Exercise: Render the lines from the one containing "tree, I would be grateful." through the one containing "M72 19L75 21L65", inclusive, as a JSON list of strings with one string per line and no blank lines.
+++ Provided information
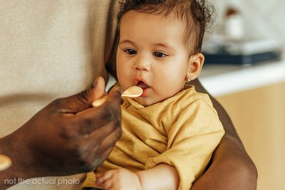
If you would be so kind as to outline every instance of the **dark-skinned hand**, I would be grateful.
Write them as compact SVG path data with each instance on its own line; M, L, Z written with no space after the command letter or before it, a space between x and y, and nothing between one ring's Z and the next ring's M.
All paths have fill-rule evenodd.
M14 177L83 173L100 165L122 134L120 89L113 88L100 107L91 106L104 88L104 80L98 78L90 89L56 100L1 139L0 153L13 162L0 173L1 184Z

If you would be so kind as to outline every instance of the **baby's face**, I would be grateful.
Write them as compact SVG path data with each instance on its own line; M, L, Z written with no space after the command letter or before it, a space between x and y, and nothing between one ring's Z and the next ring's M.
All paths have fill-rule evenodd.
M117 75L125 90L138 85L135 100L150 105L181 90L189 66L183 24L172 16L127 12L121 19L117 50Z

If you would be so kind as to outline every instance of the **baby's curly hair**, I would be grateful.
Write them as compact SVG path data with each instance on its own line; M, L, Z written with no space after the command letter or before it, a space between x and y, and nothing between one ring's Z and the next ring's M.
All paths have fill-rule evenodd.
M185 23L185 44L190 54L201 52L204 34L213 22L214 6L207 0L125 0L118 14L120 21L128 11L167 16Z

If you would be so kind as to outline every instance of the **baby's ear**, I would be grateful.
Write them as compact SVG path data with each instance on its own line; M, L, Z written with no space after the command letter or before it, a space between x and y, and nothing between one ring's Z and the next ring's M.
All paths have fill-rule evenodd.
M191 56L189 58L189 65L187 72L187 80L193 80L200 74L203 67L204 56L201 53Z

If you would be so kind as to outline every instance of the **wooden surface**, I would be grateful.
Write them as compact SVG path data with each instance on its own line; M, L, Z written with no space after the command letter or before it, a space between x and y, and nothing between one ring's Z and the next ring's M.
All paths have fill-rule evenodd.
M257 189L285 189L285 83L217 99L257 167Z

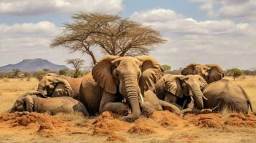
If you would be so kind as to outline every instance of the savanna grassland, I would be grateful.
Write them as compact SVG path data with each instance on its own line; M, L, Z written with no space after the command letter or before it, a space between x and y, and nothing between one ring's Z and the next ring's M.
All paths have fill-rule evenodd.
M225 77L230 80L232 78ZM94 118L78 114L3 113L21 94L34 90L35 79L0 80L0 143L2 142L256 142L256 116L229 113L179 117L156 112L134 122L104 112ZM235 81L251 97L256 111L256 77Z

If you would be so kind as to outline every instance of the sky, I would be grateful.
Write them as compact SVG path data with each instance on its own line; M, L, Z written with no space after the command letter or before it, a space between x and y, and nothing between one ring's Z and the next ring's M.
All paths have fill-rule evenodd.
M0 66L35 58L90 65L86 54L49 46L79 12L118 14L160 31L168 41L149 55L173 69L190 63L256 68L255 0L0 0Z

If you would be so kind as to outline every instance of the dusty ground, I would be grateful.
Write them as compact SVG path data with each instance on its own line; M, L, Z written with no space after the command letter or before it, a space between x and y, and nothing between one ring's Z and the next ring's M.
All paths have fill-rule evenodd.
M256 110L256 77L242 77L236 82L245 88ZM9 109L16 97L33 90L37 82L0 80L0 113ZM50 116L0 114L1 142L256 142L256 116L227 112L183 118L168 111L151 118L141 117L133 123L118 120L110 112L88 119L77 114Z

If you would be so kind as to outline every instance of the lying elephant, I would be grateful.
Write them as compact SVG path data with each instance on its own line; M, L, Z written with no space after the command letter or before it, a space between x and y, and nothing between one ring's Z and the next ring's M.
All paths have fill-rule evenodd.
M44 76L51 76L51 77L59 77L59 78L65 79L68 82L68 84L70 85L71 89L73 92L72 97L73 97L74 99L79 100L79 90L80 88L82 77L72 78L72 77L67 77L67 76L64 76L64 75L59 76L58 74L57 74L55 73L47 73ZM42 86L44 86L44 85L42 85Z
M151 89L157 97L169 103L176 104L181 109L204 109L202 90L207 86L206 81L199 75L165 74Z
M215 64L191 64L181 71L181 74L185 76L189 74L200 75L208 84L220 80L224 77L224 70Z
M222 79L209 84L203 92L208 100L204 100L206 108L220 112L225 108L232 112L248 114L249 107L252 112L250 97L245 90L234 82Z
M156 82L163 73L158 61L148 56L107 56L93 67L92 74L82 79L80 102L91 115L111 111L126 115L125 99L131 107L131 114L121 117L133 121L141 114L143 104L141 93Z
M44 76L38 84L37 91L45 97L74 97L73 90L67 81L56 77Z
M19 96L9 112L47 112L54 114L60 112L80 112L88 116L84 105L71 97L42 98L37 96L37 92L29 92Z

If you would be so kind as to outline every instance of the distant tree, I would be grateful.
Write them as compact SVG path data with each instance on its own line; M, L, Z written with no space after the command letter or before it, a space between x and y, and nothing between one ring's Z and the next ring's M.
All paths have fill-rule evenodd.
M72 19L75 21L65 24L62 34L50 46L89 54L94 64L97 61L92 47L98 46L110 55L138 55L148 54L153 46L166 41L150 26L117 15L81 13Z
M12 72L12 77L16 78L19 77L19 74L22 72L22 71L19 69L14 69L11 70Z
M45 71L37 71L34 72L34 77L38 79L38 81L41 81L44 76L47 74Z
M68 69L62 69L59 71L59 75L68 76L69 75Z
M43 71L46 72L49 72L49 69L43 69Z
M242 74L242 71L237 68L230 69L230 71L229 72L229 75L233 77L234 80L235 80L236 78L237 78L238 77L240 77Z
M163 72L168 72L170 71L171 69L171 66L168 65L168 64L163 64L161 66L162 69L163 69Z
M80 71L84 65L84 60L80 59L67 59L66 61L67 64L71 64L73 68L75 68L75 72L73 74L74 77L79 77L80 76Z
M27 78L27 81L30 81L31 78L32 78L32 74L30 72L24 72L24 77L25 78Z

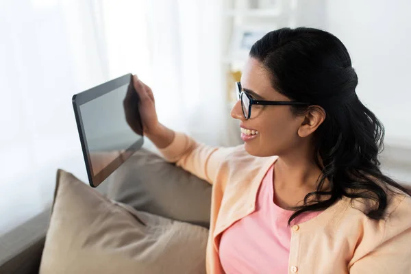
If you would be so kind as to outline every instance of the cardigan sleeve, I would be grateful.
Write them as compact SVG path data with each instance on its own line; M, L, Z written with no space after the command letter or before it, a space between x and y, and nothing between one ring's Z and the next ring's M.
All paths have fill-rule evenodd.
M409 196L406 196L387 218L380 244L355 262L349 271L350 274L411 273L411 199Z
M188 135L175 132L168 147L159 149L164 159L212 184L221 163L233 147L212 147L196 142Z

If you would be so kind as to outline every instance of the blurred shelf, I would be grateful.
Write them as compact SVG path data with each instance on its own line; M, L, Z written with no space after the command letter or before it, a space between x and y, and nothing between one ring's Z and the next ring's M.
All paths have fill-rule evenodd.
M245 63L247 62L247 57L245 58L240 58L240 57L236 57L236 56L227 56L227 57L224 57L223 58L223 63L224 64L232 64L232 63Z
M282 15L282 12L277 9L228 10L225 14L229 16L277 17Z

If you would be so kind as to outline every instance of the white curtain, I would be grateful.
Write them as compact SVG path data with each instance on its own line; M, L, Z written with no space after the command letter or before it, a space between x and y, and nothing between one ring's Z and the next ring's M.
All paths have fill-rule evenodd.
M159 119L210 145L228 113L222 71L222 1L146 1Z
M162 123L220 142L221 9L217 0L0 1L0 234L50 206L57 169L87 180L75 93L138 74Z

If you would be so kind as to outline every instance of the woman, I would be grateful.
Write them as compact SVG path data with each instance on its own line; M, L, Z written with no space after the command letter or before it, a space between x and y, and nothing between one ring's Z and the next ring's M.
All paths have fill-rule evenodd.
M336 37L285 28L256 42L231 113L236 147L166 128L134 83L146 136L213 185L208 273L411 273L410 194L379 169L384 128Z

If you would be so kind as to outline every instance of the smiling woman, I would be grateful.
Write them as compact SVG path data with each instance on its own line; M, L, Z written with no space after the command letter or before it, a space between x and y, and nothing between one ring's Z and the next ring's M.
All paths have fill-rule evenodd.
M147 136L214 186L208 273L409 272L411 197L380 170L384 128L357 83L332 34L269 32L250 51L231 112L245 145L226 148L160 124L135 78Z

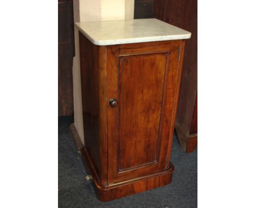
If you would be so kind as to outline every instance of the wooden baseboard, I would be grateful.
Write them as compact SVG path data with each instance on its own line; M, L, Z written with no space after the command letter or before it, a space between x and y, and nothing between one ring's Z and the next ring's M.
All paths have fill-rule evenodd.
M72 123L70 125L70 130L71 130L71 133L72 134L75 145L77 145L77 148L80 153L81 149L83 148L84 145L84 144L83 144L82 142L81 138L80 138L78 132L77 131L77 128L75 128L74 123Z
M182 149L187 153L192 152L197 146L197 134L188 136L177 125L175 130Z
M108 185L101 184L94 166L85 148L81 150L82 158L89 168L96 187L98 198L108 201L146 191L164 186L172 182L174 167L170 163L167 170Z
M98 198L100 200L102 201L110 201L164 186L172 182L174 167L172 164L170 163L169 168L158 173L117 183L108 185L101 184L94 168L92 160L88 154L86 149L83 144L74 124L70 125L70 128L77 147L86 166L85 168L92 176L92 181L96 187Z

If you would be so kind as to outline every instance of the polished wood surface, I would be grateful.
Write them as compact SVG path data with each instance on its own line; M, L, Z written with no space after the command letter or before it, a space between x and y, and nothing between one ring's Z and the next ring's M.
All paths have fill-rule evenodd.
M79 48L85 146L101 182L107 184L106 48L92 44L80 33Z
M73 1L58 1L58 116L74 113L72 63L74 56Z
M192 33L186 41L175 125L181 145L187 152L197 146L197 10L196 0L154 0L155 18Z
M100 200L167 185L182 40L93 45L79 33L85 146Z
++++++
Written answer:
[
  "If you would be so kind as to outline every instance of the distant tree, I would be grateful.",
  "Write them as compact SVG path data with each instance on its own line; M, L, Z written with no space after the command letter or before it, a space between x and y, and nothing between one ring's Z and the next ring's M.",
  "All paths have fill-rule evenodd.",
  "M72 19L75 21L65 24L62 34L50 46L89 54L94 64L97 61L92 47L98 46L110 55L138 55L148 54L153 46L166 41L150 26L117 15L81 13Z"
]